SOURCE TEXT:
Here is a picture of a little girl named Reem. She is recently orphaned after her entire family was massacred in this senseless [un]holy war. Reem was reportedly stationed in a refugee camp in Northern Lebanon, and a media journalist in passing captured this image: Her green eyes piercing into the camera, and her 9 year-old conviction sought a marker and wrote the word “Love.” in both English and Arabic.
Oh the power of that word!
If only the Kingdom of Heaven on earth would come, even now in this moment.
Dear God, invade us with your tears. Tear down these empires of sand and greed and oil and blood and religion and money and hate and self and the American Dream and all of the lies upon which these self-evident truths were established, to conquer and destroy and infiltrate and assimilate and incorporate. Burn down our accumulating collections of self-preservation, until we see the Rescuer with scars on His hands and feet and tears in His eyes for an unwilling Jerusalem to be gathered… May the glory of Jesus detonate the United Nations into an oblivion of fragmented revelations that there is only One Hope for this broken planet.
The inexplicable mystery from the ineffable Name, poured out at the cross as a ransom for the captives. Love so exhaustive, so intoxicating that the blind see men as trees and stumble in the morning light into angels announcing, “He is not here, for He is risen!”
The kind of love that causes knees to tremble in the collapse, with bowed heads and confessing tongues that there is One Lord, and all of creation is growing for the redemption of His blood.

PROVIDED RECORDS:
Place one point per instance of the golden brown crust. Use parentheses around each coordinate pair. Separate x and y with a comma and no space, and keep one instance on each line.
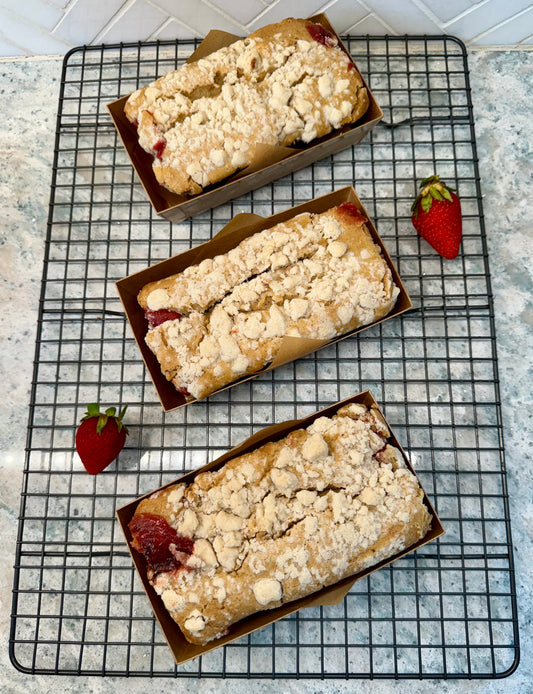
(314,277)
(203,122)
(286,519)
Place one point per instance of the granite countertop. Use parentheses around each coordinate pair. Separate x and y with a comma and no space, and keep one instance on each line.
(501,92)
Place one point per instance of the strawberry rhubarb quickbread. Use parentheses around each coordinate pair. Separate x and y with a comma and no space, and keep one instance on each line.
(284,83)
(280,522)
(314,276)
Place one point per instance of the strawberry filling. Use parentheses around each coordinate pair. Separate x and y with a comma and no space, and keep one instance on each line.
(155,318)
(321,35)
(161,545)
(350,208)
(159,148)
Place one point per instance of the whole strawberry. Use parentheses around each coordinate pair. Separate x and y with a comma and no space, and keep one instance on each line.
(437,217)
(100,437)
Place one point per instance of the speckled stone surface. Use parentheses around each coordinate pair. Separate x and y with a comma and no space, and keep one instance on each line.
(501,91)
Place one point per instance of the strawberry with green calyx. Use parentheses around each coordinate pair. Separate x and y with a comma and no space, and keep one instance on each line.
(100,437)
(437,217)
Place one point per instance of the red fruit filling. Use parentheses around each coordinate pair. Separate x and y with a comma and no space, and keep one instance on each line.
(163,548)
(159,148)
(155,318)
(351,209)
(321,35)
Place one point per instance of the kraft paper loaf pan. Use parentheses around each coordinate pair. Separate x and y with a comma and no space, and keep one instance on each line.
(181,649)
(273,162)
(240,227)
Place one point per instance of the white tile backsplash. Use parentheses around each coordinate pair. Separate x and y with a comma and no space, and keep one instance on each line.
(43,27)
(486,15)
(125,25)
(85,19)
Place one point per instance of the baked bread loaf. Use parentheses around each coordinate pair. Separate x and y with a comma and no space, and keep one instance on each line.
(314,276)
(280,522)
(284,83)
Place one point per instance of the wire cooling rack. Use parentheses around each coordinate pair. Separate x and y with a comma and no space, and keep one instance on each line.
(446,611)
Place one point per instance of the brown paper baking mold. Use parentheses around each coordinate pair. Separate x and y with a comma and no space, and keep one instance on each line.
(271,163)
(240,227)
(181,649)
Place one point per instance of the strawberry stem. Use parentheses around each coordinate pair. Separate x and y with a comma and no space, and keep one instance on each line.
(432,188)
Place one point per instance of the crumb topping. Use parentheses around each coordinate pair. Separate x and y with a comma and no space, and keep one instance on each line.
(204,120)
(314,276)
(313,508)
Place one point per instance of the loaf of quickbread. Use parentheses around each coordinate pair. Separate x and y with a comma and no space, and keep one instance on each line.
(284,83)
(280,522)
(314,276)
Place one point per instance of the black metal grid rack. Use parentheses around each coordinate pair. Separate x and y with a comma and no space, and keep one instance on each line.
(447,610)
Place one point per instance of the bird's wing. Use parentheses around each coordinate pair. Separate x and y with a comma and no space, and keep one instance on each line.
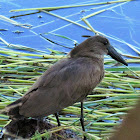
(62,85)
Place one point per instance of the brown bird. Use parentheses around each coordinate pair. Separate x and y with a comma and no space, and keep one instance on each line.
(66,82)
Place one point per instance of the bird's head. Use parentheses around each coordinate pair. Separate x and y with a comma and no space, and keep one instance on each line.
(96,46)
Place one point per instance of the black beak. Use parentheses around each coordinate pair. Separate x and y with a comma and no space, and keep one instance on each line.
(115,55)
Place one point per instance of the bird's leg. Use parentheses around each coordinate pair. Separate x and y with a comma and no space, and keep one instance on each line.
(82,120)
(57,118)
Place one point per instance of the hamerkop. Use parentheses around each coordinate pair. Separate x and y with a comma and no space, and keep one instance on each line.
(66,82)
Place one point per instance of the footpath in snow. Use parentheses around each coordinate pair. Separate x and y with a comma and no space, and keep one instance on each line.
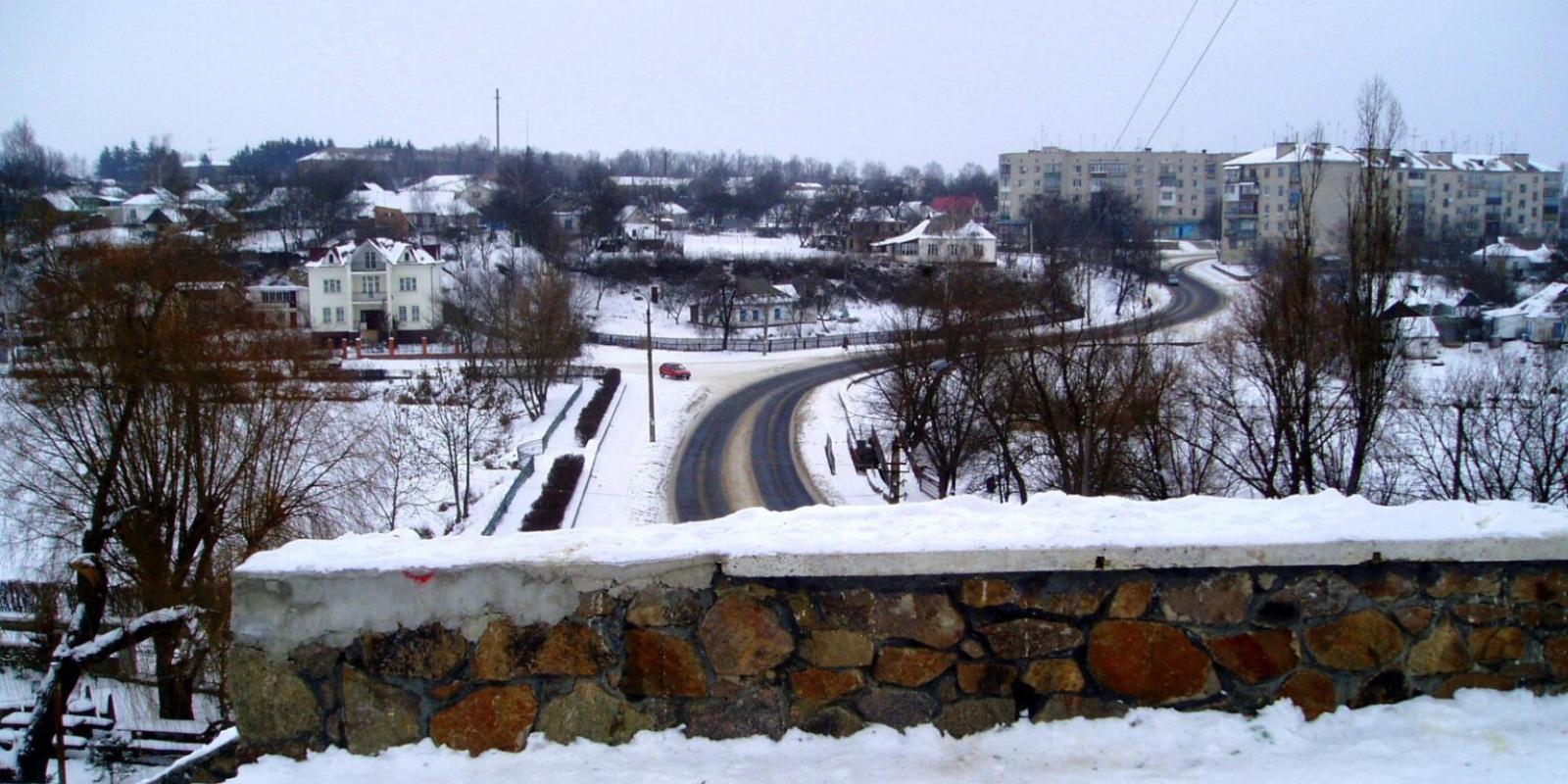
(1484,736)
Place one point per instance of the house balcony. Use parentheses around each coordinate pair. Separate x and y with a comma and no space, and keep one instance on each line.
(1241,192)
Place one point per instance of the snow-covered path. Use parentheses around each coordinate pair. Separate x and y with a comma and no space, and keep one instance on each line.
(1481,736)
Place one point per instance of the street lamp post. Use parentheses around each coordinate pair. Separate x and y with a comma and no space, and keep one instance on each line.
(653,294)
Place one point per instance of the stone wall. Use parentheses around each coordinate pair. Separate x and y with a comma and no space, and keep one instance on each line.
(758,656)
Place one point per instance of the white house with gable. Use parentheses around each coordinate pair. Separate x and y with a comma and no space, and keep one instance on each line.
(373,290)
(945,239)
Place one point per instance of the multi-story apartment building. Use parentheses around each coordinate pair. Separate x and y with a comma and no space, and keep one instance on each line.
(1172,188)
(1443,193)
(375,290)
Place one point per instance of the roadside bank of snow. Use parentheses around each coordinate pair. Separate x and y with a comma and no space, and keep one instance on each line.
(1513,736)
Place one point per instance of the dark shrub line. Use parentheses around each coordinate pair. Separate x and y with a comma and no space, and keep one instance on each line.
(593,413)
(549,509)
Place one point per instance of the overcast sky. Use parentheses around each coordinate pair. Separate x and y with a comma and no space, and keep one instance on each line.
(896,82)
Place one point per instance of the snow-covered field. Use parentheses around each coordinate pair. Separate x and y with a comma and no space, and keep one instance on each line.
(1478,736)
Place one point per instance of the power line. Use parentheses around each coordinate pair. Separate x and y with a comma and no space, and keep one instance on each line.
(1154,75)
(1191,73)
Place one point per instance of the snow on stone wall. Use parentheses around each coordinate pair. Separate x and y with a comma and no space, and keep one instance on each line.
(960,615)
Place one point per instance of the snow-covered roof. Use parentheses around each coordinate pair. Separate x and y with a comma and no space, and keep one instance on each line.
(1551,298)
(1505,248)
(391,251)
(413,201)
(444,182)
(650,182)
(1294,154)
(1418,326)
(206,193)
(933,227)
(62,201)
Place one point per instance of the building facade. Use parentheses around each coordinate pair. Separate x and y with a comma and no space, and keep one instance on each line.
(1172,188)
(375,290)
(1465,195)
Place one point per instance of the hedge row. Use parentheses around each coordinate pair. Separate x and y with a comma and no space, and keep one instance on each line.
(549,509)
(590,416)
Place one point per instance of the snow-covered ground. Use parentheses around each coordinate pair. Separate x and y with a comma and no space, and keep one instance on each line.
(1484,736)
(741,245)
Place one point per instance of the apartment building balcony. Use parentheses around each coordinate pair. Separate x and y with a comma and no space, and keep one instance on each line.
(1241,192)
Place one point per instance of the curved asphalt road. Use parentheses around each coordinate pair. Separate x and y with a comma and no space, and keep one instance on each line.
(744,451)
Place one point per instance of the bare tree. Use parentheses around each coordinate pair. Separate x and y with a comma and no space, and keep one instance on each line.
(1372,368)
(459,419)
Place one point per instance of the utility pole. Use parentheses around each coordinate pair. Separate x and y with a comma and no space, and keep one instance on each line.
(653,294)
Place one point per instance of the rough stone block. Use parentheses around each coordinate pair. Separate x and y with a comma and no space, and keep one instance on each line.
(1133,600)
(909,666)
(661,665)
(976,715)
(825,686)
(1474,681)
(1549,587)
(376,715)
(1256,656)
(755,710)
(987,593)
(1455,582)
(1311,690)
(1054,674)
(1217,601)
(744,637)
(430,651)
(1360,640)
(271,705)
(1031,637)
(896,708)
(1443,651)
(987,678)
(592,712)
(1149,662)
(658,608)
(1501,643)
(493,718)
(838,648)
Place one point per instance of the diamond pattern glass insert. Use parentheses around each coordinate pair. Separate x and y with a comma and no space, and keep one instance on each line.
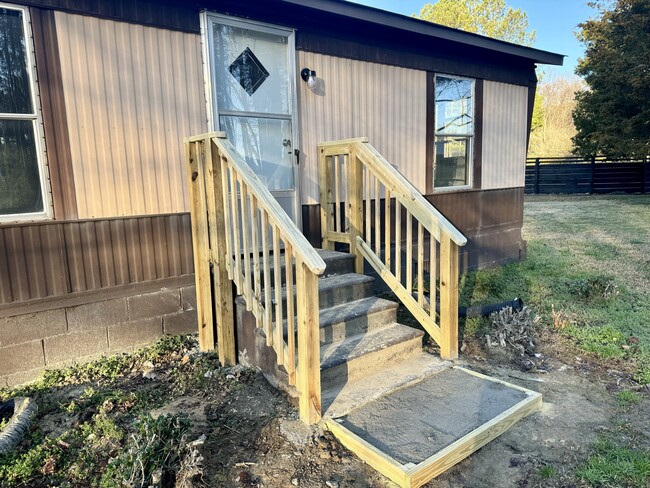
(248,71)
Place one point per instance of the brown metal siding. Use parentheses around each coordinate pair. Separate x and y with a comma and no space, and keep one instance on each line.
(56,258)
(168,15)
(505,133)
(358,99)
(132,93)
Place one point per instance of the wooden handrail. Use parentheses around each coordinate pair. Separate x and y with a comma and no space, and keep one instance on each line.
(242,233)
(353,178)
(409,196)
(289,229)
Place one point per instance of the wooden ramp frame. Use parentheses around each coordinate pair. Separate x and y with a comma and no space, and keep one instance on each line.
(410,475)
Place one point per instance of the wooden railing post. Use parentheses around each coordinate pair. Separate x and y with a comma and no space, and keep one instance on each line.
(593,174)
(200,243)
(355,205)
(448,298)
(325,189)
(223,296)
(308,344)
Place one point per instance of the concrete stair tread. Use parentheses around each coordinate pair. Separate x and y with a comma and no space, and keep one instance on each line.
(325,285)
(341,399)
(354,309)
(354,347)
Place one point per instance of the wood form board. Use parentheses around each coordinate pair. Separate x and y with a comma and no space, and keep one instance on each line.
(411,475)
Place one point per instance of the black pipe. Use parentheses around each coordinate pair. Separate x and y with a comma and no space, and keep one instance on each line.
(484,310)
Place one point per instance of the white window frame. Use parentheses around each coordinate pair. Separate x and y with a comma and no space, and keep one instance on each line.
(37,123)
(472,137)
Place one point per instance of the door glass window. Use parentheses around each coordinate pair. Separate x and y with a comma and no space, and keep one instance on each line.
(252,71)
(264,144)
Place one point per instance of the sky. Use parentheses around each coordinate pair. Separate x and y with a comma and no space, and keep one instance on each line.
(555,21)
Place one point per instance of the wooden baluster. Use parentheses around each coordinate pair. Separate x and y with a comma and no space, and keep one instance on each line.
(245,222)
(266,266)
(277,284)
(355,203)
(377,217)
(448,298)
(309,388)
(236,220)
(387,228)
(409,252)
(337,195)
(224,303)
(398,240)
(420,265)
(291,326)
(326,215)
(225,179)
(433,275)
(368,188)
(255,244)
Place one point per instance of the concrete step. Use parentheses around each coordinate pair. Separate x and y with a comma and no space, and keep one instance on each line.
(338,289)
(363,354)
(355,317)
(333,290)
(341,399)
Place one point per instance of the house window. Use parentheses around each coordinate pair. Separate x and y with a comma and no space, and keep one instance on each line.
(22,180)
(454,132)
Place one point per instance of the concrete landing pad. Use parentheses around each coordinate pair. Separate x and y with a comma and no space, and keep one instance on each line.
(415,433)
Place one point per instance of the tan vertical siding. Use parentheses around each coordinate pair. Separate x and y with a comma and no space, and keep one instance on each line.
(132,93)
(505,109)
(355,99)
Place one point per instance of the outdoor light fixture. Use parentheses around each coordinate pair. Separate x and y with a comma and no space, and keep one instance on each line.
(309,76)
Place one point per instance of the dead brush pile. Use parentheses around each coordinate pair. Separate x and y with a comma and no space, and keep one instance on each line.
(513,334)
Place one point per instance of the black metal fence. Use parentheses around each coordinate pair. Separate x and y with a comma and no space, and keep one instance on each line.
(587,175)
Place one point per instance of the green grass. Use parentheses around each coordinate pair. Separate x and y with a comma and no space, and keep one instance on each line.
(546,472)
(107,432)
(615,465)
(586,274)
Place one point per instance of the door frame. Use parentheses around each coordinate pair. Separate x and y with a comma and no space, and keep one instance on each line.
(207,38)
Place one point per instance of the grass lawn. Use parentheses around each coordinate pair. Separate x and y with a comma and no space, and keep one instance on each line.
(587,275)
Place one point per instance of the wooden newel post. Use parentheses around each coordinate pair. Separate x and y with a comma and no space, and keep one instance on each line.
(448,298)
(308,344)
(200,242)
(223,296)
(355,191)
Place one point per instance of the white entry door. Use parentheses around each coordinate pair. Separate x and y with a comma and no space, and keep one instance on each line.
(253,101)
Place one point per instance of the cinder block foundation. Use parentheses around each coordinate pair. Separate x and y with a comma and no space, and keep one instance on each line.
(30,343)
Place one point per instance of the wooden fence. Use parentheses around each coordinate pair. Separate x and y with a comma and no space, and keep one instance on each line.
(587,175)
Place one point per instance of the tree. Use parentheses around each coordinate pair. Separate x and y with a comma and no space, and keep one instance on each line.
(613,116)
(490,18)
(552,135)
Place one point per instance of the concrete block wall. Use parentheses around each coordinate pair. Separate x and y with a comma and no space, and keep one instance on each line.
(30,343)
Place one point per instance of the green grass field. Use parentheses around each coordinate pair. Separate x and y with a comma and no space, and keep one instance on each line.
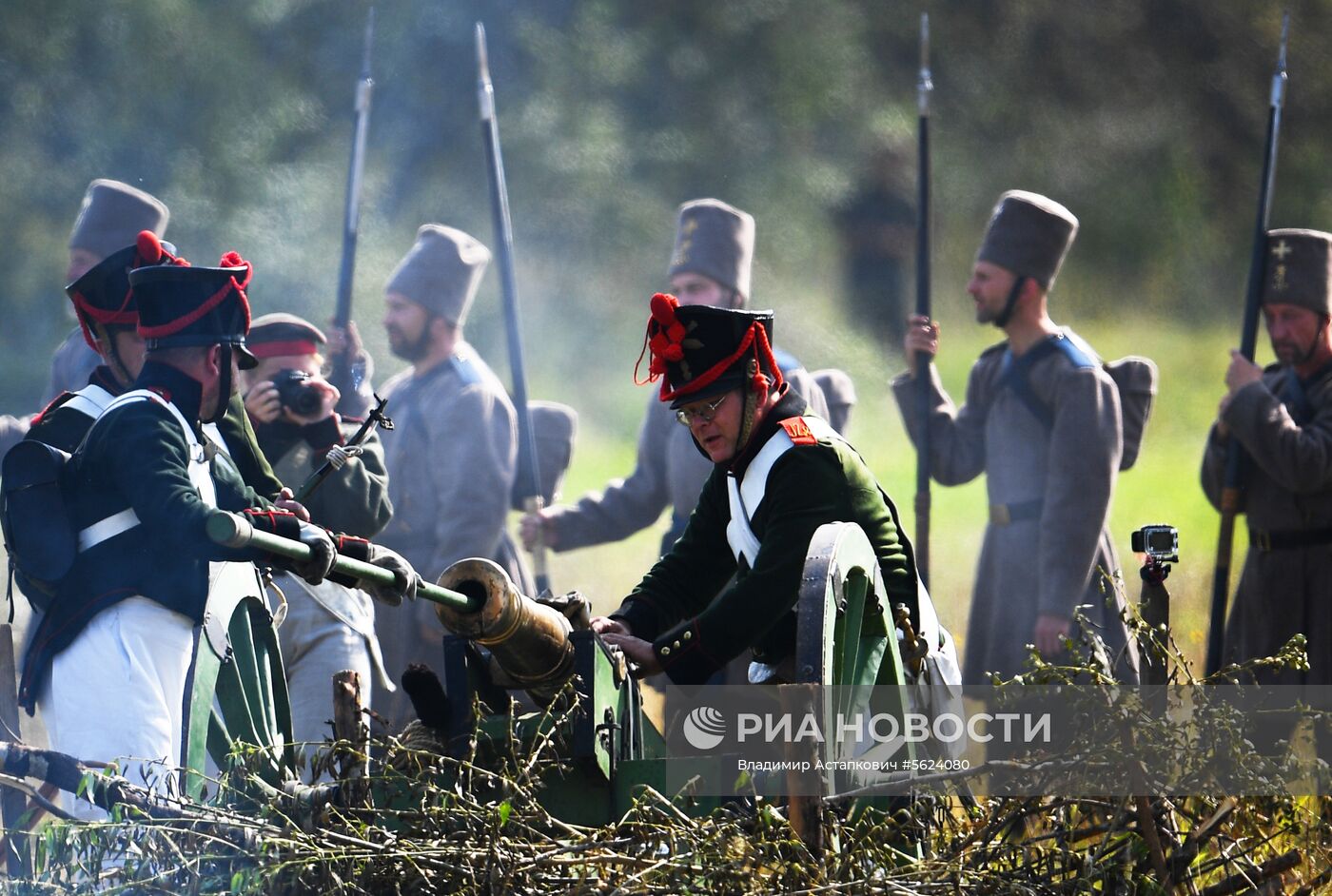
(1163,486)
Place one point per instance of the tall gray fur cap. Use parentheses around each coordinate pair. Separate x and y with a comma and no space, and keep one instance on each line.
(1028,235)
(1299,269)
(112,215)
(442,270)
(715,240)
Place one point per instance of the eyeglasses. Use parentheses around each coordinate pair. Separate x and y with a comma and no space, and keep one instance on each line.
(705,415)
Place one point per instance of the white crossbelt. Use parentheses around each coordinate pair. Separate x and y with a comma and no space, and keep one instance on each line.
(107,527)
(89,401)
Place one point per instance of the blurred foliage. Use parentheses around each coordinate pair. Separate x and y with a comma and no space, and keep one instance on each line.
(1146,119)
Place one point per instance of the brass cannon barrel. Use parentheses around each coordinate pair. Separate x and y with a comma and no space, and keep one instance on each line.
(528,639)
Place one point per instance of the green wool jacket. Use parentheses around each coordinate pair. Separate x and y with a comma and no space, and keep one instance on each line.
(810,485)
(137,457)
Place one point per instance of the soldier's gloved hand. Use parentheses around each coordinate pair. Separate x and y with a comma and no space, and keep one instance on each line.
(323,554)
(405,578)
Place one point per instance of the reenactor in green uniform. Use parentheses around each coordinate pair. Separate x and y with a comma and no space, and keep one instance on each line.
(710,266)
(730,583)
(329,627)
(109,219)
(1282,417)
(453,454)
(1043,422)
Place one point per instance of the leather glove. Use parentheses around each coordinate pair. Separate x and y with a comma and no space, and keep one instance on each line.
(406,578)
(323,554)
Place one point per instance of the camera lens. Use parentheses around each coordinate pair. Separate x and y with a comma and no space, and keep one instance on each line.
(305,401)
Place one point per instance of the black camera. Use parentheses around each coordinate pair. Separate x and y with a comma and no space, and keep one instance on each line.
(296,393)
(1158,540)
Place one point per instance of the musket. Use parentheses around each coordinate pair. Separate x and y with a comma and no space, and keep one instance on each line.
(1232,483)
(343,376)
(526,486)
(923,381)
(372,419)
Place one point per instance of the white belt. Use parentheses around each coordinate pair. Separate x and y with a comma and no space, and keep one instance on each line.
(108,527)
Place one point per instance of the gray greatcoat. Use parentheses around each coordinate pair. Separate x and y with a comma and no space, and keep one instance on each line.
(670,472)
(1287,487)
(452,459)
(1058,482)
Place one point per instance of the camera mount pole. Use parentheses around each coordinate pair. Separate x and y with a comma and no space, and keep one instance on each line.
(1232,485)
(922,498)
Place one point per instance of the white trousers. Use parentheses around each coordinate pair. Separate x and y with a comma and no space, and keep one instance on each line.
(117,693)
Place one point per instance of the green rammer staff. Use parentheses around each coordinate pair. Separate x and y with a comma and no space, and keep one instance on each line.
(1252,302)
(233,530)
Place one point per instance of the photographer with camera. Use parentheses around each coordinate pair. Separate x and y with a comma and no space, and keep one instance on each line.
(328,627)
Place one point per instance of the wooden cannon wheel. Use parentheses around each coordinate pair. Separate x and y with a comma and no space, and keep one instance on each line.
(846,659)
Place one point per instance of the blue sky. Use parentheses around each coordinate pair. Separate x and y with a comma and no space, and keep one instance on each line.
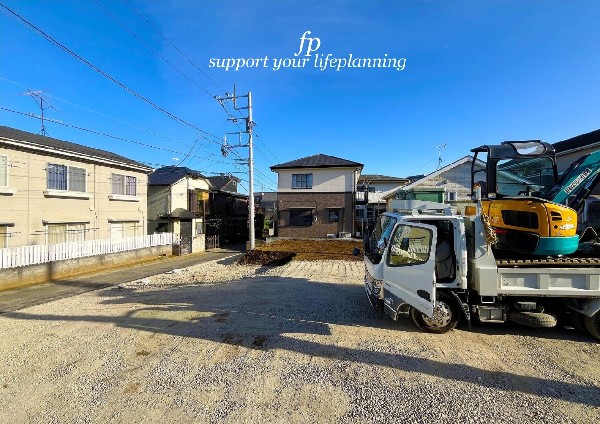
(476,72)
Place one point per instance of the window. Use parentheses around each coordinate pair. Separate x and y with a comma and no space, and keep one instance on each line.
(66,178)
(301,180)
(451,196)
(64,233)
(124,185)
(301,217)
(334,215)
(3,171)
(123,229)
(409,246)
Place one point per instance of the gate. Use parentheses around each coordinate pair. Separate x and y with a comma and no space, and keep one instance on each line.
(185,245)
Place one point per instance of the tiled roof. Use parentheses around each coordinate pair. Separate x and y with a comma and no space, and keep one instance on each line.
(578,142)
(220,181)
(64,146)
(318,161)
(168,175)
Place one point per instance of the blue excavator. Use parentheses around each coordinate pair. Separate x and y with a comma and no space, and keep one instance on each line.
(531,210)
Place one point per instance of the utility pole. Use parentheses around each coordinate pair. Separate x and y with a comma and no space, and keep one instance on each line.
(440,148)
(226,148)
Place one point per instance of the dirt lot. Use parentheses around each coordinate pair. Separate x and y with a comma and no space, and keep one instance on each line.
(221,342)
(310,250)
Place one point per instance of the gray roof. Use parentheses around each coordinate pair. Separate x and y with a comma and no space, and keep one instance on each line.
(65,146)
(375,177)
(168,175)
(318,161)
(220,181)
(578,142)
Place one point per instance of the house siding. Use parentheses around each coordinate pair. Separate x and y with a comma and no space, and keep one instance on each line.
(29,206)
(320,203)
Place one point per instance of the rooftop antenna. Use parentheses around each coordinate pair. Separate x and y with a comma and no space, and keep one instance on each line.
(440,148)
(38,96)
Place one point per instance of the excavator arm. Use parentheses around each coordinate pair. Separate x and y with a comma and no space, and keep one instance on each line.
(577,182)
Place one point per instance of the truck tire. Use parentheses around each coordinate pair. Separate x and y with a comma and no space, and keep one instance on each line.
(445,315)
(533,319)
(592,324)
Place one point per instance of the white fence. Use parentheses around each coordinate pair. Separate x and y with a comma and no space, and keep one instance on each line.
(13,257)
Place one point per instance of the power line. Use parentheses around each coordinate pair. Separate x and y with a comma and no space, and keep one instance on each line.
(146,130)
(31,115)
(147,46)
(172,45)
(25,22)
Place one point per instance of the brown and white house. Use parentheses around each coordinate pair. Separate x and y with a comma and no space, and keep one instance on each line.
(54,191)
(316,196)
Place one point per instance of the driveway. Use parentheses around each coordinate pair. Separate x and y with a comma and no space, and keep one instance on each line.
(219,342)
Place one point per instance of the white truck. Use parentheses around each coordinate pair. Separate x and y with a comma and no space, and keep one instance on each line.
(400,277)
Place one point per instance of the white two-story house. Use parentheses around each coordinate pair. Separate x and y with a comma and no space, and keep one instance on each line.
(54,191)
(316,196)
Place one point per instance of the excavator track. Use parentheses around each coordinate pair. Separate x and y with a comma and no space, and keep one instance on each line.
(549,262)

EXERCISE REQUIREMENTS:
(a) Answer these from the passage about Reem:
(i) Where was Reem reportedly stationed?
(ii) What does the writer ask the glory of Jesus to detonate into an oblivion?
(iii) What do the angels announce?
(b) Show every line of the rows that contains the string "blue". Case counts.

SET OF ANSWERS:
(a)
(i) A refugee camp in Northern Lebanon.
(ii) The United Nations.
(iii) "He is not here, for He is risen!"

(b)
Place one point per instance of the blue sky. Use parentheses around each coordinate pair. Separate x and y with a comma and no space, and keep one instance on each line.
Place one point per instance of the blue excavator. Use parentheses around each coordinate pair. Separate x and y with a comma and no space, and keep one instance on each line.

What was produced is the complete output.